Point-per-instance localization data
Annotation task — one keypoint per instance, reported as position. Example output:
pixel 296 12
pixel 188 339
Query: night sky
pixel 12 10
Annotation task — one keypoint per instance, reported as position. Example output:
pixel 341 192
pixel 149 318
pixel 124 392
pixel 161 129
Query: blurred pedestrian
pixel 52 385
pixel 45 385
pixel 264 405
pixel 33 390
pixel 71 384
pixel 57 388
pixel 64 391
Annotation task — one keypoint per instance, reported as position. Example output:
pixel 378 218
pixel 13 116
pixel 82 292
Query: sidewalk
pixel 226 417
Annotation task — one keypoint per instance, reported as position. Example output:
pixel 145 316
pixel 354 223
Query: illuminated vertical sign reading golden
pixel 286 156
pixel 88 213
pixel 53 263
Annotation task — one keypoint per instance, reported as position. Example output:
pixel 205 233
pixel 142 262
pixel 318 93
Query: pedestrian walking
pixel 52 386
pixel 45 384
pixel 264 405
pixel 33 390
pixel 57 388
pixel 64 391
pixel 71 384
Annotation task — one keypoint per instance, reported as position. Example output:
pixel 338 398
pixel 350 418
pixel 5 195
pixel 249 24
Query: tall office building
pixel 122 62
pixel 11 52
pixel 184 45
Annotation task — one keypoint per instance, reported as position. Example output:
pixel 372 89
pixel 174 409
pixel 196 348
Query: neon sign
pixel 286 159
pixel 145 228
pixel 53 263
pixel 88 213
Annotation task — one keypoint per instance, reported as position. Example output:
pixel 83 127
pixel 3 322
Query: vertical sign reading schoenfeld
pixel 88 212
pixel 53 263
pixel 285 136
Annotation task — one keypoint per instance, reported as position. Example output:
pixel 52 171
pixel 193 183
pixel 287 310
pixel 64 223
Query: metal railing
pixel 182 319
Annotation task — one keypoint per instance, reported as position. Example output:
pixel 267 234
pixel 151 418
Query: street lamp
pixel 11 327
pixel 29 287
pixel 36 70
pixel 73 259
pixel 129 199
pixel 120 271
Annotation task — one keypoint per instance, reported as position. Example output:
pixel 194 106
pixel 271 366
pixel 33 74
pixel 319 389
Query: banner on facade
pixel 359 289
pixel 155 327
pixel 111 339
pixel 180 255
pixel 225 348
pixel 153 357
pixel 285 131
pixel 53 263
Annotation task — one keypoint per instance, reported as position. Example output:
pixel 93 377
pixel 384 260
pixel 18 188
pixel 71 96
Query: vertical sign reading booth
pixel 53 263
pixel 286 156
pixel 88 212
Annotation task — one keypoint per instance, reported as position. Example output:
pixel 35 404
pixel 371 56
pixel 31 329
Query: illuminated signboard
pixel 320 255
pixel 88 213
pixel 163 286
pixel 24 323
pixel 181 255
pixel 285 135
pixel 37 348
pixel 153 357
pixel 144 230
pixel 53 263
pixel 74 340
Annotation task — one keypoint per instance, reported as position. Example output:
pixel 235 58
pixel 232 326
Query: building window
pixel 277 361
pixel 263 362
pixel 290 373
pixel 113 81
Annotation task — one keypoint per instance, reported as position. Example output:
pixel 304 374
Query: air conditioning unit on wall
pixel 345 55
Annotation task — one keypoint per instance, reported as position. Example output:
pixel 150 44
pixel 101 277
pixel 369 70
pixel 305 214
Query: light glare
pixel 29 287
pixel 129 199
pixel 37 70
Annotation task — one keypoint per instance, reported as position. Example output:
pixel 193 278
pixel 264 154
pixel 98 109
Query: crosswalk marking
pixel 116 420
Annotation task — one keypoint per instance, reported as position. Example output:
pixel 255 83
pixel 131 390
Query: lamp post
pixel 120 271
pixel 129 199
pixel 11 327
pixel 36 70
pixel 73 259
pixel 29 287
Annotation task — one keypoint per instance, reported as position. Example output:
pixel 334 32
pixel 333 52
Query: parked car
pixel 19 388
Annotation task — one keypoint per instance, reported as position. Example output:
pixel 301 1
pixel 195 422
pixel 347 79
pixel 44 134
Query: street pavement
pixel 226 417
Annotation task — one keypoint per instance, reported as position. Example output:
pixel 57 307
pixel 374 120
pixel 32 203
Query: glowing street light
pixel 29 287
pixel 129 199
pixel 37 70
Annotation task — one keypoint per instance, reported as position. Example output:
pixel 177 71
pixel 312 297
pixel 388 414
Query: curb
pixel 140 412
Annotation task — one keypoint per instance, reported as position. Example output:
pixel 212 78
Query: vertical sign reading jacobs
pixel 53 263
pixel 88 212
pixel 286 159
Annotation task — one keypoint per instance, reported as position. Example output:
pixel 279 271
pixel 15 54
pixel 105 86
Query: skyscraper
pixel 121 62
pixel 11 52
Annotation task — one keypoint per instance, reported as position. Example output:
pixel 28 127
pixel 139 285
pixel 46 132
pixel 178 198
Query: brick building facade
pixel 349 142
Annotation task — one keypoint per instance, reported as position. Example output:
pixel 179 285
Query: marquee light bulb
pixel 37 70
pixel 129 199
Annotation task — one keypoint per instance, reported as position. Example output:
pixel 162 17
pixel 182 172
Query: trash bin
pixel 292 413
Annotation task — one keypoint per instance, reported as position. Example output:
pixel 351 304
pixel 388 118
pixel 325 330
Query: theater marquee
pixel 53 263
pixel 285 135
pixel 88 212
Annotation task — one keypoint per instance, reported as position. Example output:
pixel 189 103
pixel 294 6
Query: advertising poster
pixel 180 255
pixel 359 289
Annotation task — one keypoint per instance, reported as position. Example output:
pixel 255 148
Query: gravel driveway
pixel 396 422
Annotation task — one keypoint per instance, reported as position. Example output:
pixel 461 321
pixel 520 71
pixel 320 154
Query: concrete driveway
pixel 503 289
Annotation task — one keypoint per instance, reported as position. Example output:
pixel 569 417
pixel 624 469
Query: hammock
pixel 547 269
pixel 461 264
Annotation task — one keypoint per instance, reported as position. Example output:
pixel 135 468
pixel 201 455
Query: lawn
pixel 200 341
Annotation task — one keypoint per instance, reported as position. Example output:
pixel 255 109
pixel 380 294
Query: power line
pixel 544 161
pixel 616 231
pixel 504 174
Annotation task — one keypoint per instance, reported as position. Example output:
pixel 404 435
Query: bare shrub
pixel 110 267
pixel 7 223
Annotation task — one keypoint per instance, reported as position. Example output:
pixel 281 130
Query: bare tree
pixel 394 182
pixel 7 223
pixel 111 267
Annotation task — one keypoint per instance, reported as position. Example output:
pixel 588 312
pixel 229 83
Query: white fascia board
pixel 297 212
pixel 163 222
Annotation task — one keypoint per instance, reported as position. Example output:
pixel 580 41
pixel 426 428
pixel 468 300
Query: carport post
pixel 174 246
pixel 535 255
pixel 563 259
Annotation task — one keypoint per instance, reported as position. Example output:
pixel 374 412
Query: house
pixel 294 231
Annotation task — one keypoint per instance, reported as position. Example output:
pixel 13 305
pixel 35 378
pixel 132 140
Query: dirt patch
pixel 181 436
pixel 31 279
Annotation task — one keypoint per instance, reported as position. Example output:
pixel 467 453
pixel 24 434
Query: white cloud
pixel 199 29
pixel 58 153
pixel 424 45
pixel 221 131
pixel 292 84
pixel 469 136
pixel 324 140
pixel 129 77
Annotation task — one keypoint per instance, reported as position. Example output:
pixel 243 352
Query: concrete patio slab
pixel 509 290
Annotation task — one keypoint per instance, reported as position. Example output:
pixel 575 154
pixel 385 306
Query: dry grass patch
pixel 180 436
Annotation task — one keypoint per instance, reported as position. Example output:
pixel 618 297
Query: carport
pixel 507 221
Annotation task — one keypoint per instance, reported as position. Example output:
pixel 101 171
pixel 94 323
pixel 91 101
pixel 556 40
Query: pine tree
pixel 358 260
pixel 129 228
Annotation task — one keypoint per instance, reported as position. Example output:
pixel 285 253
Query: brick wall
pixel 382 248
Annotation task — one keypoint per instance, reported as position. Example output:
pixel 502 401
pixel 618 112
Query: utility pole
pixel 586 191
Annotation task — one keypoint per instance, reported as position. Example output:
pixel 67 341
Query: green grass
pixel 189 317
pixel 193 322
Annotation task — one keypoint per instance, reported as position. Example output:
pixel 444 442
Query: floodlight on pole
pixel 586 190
--
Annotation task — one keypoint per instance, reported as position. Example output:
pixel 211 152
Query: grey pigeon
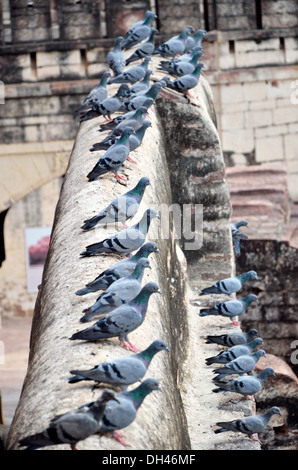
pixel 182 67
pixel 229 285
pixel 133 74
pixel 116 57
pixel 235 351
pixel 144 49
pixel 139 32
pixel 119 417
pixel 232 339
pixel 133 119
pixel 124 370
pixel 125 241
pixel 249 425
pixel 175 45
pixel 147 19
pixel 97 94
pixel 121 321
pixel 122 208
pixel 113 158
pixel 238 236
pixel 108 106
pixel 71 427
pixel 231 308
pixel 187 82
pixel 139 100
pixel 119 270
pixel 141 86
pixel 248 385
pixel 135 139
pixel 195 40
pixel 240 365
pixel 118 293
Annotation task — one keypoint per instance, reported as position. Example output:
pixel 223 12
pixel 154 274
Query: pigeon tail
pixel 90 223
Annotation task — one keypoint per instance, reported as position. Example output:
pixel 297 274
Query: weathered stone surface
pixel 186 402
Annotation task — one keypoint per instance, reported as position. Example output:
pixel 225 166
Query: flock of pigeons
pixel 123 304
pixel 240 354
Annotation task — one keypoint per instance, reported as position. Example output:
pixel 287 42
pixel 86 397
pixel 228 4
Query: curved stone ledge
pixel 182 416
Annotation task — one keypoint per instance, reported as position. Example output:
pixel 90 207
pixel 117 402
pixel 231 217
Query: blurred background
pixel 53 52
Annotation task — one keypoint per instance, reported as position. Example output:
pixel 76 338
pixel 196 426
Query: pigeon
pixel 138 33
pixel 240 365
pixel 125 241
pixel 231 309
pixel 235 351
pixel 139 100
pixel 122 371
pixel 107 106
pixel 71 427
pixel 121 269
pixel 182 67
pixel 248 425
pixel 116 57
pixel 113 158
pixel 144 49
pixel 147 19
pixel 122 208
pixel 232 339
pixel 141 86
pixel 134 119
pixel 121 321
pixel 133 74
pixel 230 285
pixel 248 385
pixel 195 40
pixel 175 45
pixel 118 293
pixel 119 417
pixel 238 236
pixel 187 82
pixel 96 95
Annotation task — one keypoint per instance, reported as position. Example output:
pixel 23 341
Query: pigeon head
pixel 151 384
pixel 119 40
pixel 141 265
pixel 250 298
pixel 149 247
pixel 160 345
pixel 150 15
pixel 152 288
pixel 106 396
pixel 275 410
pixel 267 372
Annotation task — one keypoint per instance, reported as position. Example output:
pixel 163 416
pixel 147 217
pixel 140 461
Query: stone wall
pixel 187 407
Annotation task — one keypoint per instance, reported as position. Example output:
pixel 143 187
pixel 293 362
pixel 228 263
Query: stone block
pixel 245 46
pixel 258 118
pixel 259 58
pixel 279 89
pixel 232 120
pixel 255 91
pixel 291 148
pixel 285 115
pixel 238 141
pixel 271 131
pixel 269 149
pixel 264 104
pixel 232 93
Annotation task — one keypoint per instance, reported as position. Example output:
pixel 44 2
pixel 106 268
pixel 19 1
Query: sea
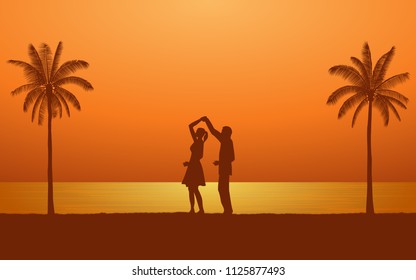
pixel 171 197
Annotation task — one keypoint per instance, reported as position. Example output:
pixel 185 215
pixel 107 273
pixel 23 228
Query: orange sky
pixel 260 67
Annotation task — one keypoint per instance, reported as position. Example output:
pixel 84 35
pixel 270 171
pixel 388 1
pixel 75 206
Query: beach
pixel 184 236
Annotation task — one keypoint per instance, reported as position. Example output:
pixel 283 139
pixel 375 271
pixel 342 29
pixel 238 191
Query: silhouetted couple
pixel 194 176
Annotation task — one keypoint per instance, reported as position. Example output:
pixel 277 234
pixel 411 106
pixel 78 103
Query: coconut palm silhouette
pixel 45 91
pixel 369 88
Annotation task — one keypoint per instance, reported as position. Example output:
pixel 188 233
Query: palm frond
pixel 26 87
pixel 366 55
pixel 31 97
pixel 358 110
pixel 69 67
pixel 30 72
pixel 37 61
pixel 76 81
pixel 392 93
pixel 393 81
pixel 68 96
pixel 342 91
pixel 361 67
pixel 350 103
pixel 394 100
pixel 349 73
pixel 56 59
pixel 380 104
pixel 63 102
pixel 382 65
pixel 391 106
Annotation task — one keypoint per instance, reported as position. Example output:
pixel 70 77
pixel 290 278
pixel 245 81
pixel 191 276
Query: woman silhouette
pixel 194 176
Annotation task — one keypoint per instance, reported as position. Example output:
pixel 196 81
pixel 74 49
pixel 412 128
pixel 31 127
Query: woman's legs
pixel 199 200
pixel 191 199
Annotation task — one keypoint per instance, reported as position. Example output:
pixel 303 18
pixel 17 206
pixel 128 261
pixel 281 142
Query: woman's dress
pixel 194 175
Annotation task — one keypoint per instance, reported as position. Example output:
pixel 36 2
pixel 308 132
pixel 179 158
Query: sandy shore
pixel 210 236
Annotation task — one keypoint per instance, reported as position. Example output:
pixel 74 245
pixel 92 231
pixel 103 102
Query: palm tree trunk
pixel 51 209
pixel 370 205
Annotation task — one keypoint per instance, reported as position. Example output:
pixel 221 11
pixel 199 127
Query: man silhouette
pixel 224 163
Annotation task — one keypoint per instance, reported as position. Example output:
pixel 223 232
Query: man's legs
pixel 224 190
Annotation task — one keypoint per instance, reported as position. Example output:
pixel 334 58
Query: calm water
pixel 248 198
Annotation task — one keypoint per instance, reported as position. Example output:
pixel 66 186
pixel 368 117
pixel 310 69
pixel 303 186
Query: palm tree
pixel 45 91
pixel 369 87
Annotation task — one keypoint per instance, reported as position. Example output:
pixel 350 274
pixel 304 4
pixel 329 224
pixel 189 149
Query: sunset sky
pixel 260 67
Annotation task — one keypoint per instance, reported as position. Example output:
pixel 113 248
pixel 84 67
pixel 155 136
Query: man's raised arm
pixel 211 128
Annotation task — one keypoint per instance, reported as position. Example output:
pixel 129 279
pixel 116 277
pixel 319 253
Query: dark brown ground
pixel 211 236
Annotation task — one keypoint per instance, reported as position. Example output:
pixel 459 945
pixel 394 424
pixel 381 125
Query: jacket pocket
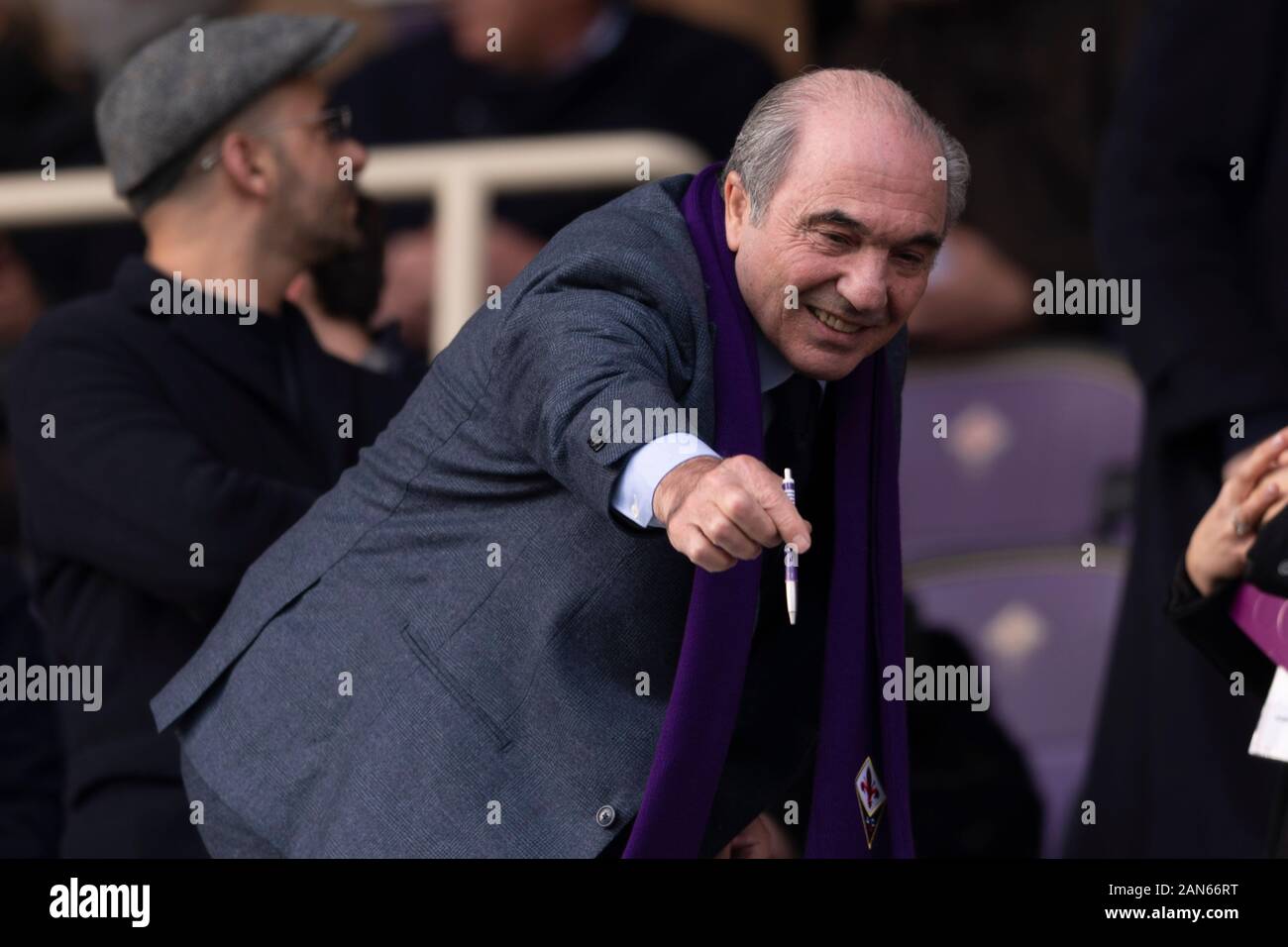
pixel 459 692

■ **YOUR ASSIGNMENT**: The output should be exactly the lines above from the line containing "pixel 318 93" to the line containing "pixel 64 223", inclusive, with no other lines.

■ **EXERCISE RESPONSE**:
pixel 318 93
Query: pedestrian walking
pixel 52 386
pixel 45 384
pixel 264 405
pixel 33 390
pixel 57 388
pixel 64 391
pixel 71 384
Annotation task — one keypoint per instance, reported as position. Example output:
pixel 338 398
pixel 350 418
pixel 5 195
pixel 249 24
Query: tall office building
pixel 122 62
pixel 11 52
pixel 184 45
Annotation task — one keypoint per instance, reported as position. Example output:
pixel 372 89
pixel 174 409
pixel 196 348
Query: neon sign
pixel 286 159
pixel 145 228
pixel 53 263
pixel 88 213
Annotation task — one keypoint per instance, reported as position. Example output:
pixel 83 127
pixel 3 322
Query: vertical sign reading schoenfeld
pixel 88 212
pixel 53 263
pixel 285 136
Annotation task — one keypoint per instance, reported as position. Example output:
pixel 52 171
pixel 193 183
pixel 287 310
pixel 64 223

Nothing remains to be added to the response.